▸ **Passage shown**:

◆ ◆ ◆ ◆ ◆ ◆ ◆

Reviews of American Sāmoa, Cook Islands, Hawai'i, Norfolk Island, Sāmoa, Tokelau, Tonga, Tuvalu, and Wallis and Futuna are not included in this issue.

French Polynesia

The period under review was one of mixed messages. On one hand, French Polynesia's reconnection with the rest of Oceania is accelerating, symbolized by an important business proposal with shareholders from other Polynesian countries. On the other hand, the French state's repressive colonial policies continue unabatedly: Just as an old act of arbitrary colonial injustice from the 1950s was finally revised, new acts were committed, with the French judiciary removing the pro-independence opposition leader from the political scene and prosecuting him and two of his subordinates for minor irregularities that are common among local politicians. Meanwhile, tourism, the only significant economic motor of the country's private sector, is taking off again, but long-term perspectives on how to overcome the dependency on French subsidies are still lacking, as the legacy of thirty years of nuclear testing continues to haunt the territory in all aspects.

◆ ◆ ◆ ◆ ◆ ◆ ◆

▸ **Given data**:
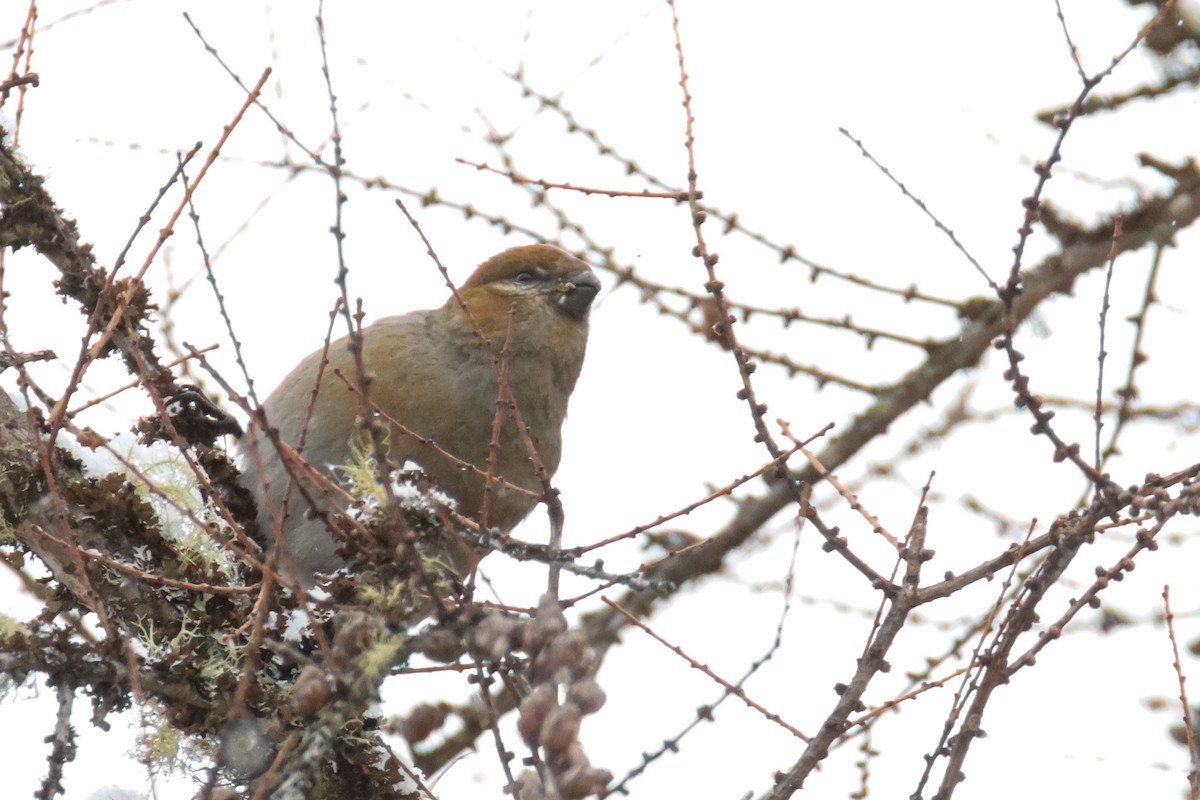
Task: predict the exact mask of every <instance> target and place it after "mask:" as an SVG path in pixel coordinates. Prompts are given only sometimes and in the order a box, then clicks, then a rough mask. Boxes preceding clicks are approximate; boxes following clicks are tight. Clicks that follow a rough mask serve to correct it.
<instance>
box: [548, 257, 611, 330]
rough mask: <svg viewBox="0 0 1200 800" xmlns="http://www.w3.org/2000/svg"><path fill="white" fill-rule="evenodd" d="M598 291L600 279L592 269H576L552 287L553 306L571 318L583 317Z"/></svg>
mask: <svg viewBox="0 0 1200 800" xmlns="http://www.w3.org/2000/svg"><path fill="white" fill-rule="evenodd" d="M599 293H600V279H599V278H598V277H596V276H595V273H594V272H593V271H592V270H587V269H583V270H578V271H577V272H572V273H571V275H569V276H566V278H565V279H563V281H559V282H558V285H557V287H554V295H553V297H554V307H556V308H558V311H560V312H562V313H564V314H566V315H568V317H570V318H571V319H583V318H584V317H587V314H588V309H589V308H590V307H592V301H593V300H595V297H596V295H598V294H599Z"/></svg>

◆ ◆ ◆ ◆ ◆ ◆ ◆

Translate this sentence from the French Polynesia review into Spanish: "On one hand, French Polynesia's reconnection with the rest of Oceania is accelerating, symbolized by an important business proposal with shareholders from other Polynesian countries."

▸ **Output for this task**: Por un lado, la reconexión de la Polinesia Francesa con el resto de Oceanía se está acelerando, simbolizada por una importante propuesta empresarial con accionistas de otros países polinesios.